*Task statement*
Give every entry again, word for word.

+++ Task inputs

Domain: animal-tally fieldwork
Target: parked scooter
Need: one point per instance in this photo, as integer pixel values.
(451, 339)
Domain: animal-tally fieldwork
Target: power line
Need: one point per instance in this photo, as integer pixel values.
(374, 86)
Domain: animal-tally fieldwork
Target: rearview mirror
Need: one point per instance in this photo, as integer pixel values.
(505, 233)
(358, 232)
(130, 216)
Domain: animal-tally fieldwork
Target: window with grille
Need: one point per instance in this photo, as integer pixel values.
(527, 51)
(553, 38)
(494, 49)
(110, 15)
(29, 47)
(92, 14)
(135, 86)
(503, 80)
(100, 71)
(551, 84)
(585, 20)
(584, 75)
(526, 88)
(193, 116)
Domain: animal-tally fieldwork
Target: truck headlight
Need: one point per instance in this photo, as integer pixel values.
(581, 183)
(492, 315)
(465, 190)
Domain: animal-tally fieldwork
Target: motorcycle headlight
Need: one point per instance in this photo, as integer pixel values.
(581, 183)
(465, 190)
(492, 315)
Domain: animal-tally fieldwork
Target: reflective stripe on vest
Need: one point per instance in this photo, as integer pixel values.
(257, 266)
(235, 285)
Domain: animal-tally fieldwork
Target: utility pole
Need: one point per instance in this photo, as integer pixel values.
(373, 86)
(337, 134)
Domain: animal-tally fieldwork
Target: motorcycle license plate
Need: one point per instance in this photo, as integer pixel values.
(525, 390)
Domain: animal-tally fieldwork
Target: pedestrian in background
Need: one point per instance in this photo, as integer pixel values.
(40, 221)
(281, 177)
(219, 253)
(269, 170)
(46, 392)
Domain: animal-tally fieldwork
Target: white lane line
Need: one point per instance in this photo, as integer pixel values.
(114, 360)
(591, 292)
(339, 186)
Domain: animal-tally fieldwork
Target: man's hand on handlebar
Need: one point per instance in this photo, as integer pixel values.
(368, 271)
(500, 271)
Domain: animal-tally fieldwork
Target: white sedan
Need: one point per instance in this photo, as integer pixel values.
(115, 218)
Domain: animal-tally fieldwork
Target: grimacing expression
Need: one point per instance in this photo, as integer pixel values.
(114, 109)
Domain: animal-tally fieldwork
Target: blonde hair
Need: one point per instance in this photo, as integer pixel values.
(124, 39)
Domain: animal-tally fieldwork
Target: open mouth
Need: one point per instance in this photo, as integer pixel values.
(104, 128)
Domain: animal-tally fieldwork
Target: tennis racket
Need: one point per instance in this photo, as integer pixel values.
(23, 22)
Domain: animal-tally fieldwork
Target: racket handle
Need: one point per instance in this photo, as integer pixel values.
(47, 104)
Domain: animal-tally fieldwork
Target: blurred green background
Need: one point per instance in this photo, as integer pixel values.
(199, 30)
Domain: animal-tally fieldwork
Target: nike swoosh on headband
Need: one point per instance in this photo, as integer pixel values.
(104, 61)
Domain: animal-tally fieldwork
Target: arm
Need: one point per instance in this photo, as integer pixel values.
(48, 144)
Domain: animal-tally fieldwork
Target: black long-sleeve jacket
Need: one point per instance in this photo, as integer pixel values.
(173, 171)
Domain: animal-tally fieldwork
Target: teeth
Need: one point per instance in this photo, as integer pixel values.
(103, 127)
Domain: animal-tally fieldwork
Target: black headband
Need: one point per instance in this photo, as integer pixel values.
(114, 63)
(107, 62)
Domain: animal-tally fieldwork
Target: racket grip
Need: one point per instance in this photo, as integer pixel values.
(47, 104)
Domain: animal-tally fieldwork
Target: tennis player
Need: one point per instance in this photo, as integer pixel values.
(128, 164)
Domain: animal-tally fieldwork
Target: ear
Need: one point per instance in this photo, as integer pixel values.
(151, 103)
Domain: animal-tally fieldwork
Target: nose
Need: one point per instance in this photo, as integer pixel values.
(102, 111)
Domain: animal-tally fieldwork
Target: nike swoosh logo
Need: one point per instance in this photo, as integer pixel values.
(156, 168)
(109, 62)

++++++

*Solution to this task*
Domain: animal-tally fieldwork
Target: parked scooter
Need: one point per instance in this photo, as integer pixel values.
(451, 339)
Domain: animal-tally fieldwork
Target: power line
Need: one point per instance in this photo, as integer pixel values.
(374, 86)
Domain: animal-tally fieldwork
Target: rearview mirror
Need: one point per instance in this photo, as integer pixel values.
(505, 233)
(358, 232)
(130, 216)
Domain: animal-tally fieldwork
Target: window with grille
Need: one point per instance in this photo, as integer pixel values.
(527, 51)
(553, 38)
(494, 49)
(110, 15)
(29, 47)
(92, 14)
(135, 86)
(503, 80)
(100, 71)
(551, 84)
(585, 20)
(584, 75)
(526, 88)
(193, 116)
Domain: animal-tally fieldwork
Target: truck headlight
Need: one point per instance in this photo, as integer pixel values.
(581, 183)
(492, 315)
(465, 190)
Domain: animal-tally fieldwork
Target: motorcycle headlight
Need: one point per instance in this photo, as integer pixel values.
(581, 183)
(465, 190)
(492, 315)
Domain: animal-tally fieldwork
Target: reflective stripe on vest
Need: one point per instance in this photo, as integer pixel values.
(257, 266)
(235, 285)
Domain: animal-tally fieldwork
Target: utility pole
Need: one point per instance in this photo, as integer pixel values.
(373, 86)
(337, 134)
Domain: animal-tally fieldwork
Target: motorcycle license plate
Need: one point per instance in this photo, as integer pixel values.
(525, 390)
Domain: animal-tally fieldwork
Target: pedestrian in background
Need: one point per instance in this photo, as integer pixel values.
(40, 221)
(281, 177)
(219, 253)
(269, 170)
(46, 392)
Domain: animal-tally fieldwork
Target: white lane line
Need: one point per instance in this photo, as integer pixel values.
(114, 360)
(591, 292)
(339, 186)
Domain: animal-tally fieldwork
Target: man's hand on handlebar
Need: one point per instance in this photo, as integer pixel values.
(368, 271)
(500, 271)
Domain: animal-tally fieldwork
Target: white sedan
Need: one point per instance in this photo, as integer pixel values.
(115, 218)
Domain: animal-tally fieldwork
Target: grimacing expression
Need: one point per instance in this photo, as integer pixel values.
(114, 109)
Domain: animal-tally fieldwork
Target: blonde hair
Need: one point per instance in this photo, as integer pixel values.
(124, 39)
Domain: animal-tally fieldwork
Target: open mouth
Need: one point per instance in this photo, as integer pixel values.
(104, 128)
Domain: animal-tally fieldwork
Target: tennis racket
Need: one point per instance in this photo, as integer pixel values.
(23, 22)
Domain: animal-tally fieldwork
Target: racket handle
Need: one point per instance in this photo, as integer pixel values.
(47, 104)
Domain: animal-tally fieldwork
Target: blurred green background
Need: one point per instance in this photo, as integer pixel values.
(199, 30)
Domain: animal-tally fieldwork
Target: nike swoosh on headband
Need: one point per instance in this photo, as integer pixel values.
(104, 61)
Domain: animal-tally fieldwork
Target: arm
Need: one point per instance in this photo, as integer pixel values.
(48, 144)
Domain: animal-tally fieldwork
Target: black long-sleeve jacket
Need: one point per instance in this photo, as integer pixel values.
(173, 171)
Domain: animal-tally fieldwork
Target: teeth
Need: one point per instance in this photo, as integer pixel values.
(103, 127)
Domain: animal-tally fieldwork
Target: black headband
Need: one point per instance in this photo, as integer pixel values.
(114, 63)
(107, 62)
Domain: animal-tally fieldwork
Target: racket grip
Need: one point per instance in this photo, as integer pixel values.
(47, 104)
Domain: animal-tally fieldwork
Target: tennis player
Need: one point per instance in this photo, as integer pixel values.
(128, 164)
Domain: animal-tally fieldwork
Target: ear
Need: one point per instance in this photo, as integer pixel values.
(151, 103)
Domain: animal-tally fieldwork
Target: nose
Need: one point per instance in this photo, as integer pixel values.
(102, 111)
Domain: animal-tally fieldwork
Target: nike swoosh logo
Need: one point per instance in this photo, as integer pixel values.
(156, 168)
(109, 62)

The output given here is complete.